Requirement
Copy the lines from the one containing "Where can the green foliage" through the end of the records, replacing "green foliage" with "green leaves" and changing nothing else.

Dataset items
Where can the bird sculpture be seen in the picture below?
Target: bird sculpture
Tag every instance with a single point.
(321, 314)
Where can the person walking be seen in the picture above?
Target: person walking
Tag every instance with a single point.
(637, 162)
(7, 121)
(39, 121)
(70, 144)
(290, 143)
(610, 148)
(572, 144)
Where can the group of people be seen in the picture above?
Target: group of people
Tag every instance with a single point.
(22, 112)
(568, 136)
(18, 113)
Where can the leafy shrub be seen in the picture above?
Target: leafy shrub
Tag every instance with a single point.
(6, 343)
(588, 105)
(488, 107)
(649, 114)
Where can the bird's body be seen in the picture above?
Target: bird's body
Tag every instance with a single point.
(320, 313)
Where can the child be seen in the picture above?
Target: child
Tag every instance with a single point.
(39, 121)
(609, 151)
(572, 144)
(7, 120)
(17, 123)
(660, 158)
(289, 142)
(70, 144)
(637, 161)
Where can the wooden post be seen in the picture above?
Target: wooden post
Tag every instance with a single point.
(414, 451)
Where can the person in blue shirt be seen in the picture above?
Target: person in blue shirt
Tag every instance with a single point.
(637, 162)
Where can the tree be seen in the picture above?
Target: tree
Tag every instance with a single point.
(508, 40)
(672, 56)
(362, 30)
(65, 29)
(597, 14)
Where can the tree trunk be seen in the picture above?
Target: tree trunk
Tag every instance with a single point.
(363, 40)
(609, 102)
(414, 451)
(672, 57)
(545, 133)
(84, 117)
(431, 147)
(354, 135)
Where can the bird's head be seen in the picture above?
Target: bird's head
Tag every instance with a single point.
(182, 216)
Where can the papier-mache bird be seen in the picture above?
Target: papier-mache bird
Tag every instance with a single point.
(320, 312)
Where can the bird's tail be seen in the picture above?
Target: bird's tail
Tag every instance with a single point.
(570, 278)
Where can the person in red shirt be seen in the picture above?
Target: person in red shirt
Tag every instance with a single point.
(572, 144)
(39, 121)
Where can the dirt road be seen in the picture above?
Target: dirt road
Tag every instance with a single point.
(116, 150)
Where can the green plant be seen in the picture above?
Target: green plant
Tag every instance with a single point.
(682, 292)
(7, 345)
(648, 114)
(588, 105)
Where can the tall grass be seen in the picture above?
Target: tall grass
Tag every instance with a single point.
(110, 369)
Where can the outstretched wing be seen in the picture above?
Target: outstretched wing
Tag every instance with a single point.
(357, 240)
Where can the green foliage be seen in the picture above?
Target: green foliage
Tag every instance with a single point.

Exercise answer
Where can the green leaves be seen in the picture above?
Target: green leaves
Tag every instance with a single point.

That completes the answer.